Input -
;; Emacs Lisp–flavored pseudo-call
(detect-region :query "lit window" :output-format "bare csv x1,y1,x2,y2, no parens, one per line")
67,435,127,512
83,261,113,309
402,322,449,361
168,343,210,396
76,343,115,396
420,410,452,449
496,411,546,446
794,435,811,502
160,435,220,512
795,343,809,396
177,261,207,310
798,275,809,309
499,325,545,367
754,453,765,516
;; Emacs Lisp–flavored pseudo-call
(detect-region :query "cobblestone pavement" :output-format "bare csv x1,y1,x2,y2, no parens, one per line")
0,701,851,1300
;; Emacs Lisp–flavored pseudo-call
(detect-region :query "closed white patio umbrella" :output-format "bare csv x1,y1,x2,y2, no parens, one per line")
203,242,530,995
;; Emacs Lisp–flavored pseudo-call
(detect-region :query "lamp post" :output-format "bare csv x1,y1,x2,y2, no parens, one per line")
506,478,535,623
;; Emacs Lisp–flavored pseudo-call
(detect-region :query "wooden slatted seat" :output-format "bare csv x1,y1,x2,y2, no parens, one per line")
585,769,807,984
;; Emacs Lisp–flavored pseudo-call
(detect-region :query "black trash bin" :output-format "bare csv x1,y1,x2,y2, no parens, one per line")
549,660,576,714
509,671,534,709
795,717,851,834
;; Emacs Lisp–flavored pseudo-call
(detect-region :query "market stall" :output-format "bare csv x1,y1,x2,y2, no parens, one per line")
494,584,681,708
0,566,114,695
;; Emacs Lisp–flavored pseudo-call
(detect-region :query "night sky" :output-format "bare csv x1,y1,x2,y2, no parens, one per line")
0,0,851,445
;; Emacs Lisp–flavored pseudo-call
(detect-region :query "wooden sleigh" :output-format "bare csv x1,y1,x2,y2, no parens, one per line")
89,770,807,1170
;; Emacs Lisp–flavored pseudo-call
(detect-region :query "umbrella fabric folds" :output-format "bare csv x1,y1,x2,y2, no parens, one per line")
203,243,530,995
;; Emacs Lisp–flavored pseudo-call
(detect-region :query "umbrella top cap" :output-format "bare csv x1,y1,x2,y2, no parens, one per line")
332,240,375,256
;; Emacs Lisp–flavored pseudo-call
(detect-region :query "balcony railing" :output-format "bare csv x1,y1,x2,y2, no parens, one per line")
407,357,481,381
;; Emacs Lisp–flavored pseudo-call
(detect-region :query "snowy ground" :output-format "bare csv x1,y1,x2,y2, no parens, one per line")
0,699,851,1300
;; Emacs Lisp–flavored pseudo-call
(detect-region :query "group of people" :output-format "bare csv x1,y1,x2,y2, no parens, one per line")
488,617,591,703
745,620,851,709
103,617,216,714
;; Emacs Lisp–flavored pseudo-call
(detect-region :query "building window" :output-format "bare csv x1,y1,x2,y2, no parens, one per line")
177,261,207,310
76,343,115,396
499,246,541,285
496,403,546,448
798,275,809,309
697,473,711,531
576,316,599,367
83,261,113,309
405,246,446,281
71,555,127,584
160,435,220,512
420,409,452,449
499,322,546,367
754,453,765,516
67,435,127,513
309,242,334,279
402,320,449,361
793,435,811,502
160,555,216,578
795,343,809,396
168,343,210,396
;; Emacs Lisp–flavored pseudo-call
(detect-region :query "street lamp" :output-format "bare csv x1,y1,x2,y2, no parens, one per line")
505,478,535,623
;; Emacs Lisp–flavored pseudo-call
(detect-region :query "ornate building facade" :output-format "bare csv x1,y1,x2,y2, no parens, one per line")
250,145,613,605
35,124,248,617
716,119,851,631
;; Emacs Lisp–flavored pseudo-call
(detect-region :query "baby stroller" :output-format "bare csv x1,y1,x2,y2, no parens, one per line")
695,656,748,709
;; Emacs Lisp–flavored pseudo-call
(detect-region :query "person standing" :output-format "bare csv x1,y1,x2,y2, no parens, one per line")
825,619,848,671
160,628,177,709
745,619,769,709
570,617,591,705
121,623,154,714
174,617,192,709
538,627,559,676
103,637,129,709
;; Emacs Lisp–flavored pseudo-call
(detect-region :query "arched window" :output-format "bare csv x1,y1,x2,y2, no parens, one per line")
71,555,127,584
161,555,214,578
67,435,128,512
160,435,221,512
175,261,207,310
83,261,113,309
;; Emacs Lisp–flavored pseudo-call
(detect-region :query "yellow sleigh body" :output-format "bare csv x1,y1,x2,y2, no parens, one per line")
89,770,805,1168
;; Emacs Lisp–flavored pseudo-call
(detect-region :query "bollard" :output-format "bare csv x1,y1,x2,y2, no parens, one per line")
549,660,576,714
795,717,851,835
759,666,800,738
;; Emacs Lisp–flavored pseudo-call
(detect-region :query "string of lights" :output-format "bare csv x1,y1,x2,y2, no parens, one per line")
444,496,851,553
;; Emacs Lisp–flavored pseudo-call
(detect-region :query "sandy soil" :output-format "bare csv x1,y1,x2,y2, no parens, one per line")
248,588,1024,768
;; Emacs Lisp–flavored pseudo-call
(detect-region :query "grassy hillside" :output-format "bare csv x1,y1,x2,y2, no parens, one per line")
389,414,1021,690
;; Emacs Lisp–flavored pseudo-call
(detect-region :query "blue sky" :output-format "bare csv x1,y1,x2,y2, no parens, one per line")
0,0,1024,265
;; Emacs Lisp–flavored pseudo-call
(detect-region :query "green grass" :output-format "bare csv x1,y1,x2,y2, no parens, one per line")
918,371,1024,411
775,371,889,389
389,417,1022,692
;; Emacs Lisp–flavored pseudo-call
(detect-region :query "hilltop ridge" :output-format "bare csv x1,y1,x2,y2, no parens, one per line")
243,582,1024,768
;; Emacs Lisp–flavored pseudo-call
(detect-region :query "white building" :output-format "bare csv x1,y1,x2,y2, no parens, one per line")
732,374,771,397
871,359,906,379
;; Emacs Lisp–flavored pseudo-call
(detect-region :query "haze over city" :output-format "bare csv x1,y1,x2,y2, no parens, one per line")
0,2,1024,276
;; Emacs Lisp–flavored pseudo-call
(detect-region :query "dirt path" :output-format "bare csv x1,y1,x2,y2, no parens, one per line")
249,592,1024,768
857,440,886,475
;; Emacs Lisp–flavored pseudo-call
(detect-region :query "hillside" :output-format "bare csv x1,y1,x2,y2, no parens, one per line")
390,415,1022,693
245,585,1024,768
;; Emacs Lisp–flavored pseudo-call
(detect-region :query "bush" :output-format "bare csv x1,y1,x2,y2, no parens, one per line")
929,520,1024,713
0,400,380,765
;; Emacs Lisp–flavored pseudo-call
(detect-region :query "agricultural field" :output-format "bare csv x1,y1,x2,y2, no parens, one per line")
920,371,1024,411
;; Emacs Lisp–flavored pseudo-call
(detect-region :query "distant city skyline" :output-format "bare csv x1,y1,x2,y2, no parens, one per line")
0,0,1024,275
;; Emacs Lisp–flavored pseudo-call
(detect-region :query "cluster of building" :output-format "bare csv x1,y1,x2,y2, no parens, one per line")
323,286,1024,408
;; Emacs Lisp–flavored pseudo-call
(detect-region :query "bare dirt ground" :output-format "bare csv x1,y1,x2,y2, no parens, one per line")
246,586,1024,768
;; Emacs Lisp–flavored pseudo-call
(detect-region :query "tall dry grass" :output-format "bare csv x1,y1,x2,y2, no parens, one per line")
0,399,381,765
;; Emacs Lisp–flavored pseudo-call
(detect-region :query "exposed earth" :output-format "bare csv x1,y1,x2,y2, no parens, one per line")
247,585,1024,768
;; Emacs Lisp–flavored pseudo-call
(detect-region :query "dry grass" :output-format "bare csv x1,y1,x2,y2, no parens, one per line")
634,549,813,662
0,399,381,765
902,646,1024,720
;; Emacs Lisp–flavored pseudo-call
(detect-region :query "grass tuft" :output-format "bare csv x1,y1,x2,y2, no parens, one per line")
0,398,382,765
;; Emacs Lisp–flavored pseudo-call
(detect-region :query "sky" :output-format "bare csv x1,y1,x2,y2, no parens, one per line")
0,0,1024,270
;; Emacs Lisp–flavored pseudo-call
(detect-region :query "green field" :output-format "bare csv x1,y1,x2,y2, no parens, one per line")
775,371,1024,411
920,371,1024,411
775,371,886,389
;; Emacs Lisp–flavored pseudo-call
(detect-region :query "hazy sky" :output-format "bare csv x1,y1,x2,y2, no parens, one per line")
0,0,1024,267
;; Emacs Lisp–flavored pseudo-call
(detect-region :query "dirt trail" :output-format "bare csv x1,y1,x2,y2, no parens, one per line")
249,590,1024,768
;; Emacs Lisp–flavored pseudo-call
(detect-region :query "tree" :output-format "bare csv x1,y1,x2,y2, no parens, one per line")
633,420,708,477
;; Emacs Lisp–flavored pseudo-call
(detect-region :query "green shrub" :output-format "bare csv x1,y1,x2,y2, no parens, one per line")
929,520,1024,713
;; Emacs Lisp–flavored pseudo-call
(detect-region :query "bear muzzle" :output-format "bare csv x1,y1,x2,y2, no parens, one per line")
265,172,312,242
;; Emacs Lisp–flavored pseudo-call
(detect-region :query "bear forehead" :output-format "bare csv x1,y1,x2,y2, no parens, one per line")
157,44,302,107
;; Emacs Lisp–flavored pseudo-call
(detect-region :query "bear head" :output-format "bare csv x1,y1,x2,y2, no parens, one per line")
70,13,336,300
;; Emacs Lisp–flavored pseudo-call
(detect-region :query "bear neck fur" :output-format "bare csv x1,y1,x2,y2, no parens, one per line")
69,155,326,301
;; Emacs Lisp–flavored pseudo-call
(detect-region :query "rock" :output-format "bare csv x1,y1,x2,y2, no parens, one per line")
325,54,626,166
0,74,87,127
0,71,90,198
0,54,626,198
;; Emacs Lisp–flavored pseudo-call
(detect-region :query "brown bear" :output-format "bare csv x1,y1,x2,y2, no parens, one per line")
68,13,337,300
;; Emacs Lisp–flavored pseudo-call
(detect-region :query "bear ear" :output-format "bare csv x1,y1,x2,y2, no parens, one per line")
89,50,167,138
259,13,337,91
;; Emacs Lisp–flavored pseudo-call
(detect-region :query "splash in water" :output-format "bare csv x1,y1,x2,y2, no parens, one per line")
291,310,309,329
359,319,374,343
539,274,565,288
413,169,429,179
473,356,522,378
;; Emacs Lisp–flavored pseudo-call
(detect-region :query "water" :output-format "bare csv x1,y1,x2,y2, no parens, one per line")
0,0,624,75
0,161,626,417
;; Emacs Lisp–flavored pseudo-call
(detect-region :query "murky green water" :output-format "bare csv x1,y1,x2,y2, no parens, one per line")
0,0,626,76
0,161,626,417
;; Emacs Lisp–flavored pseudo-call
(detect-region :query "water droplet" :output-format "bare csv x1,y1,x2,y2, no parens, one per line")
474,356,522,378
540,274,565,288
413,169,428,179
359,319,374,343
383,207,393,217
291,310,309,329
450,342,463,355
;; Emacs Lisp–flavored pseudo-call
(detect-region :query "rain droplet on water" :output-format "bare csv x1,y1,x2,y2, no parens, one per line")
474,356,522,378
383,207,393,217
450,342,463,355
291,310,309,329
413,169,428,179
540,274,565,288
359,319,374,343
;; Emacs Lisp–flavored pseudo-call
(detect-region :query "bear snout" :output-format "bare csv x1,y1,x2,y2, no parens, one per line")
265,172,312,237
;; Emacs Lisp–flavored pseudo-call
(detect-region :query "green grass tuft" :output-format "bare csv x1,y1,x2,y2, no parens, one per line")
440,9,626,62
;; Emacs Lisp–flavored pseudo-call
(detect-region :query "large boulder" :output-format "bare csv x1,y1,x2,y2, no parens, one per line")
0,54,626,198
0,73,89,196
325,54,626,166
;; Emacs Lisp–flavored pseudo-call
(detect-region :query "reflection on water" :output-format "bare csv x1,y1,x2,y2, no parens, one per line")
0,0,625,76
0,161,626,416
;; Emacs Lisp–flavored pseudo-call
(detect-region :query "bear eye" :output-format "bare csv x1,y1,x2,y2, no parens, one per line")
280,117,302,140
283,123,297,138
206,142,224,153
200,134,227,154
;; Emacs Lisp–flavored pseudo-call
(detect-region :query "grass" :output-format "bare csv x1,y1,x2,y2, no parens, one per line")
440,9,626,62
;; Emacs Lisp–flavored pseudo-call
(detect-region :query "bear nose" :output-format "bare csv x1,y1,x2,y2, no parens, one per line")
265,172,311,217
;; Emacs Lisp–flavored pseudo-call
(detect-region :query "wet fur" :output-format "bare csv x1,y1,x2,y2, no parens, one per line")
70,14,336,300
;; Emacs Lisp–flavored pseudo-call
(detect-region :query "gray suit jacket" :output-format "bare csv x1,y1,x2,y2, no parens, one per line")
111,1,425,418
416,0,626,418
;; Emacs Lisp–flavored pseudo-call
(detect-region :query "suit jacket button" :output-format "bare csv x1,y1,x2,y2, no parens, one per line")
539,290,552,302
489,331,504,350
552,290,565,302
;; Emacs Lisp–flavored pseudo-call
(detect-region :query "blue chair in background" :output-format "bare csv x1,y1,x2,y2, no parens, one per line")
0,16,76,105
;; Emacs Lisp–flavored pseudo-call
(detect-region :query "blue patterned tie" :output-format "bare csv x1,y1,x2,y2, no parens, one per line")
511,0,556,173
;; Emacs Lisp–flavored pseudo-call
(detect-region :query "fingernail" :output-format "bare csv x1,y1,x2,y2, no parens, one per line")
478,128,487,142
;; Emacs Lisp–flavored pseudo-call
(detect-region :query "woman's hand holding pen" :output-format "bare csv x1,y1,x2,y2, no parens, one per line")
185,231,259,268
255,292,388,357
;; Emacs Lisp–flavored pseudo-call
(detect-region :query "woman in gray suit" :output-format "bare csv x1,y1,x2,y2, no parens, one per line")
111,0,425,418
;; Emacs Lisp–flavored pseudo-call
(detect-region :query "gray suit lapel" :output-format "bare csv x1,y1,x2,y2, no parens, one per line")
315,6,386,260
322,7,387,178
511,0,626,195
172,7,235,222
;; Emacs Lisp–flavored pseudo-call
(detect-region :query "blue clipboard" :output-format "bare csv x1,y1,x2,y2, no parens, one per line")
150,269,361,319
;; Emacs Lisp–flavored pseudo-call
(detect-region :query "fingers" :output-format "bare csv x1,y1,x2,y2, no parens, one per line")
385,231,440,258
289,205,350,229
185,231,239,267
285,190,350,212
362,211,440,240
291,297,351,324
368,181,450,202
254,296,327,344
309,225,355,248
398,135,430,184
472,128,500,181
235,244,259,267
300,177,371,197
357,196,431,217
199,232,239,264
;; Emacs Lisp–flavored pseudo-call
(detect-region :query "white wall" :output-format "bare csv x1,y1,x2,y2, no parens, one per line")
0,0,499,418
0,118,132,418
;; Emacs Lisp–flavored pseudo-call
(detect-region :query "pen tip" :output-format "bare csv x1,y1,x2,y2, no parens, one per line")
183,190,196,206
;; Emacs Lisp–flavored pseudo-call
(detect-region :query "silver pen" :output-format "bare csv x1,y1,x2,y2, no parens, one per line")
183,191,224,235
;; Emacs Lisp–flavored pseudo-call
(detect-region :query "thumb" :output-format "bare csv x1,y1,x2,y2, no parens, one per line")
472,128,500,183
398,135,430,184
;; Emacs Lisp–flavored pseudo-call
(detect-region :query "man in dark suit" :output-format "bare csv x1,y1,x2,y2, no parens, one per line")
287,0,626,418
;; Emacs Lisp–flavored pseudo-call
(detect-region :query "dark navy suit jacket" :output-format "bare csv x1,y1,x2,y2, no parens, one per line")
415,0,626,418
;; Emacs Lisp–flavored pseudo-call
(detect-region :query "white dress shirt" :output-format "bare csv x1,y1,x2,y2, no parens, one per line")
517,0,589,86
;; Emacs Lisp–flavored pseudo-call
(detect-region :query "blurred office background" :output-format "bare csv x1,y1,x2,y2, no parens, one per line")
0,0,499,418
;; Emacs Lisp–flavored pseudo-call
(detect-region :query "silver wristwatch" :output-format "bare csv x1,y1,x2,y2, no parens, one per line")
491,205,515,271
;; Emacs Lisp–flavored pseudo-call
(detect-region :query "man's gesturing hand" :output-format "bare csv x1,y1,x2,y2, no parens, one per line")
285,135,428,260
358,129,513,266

Requirements -
Could you print the entries verbatim, starting at their very first line and ending at the line that contains "203,242,530,995", with both of those lines included?

Written solution -
;; Emacs Lisp–flavored pseudo-call
(detect-region :query "lit window" :output-format "bare csv x1,y1,x2,y2, no parens, one per line")
67,435,127,512
83,261,113,309
402,322,449,361
168,343,210,396
76,343,115,396
420,410,452,449
496,411,546,446
794,435,811,502
160,435,220,512
795,343,809,396
177,261,207,310
798,275,809,309
499,325,545,367
754,453,765,516
;; Emacs Lisp–flavored pseudo-call
(detect-region :query "cobblestone pavement" :output-format "bare csv x1,y1,x2,y2, no parens, one per line")
0,701,851,1300
;; Emacs Lisp–flavored pseudo-call
(detect-region :query "closed white patio umbrella" :output-format "bare csv x1,y1,x2,y2, no parens, one per line")
203,242,530,995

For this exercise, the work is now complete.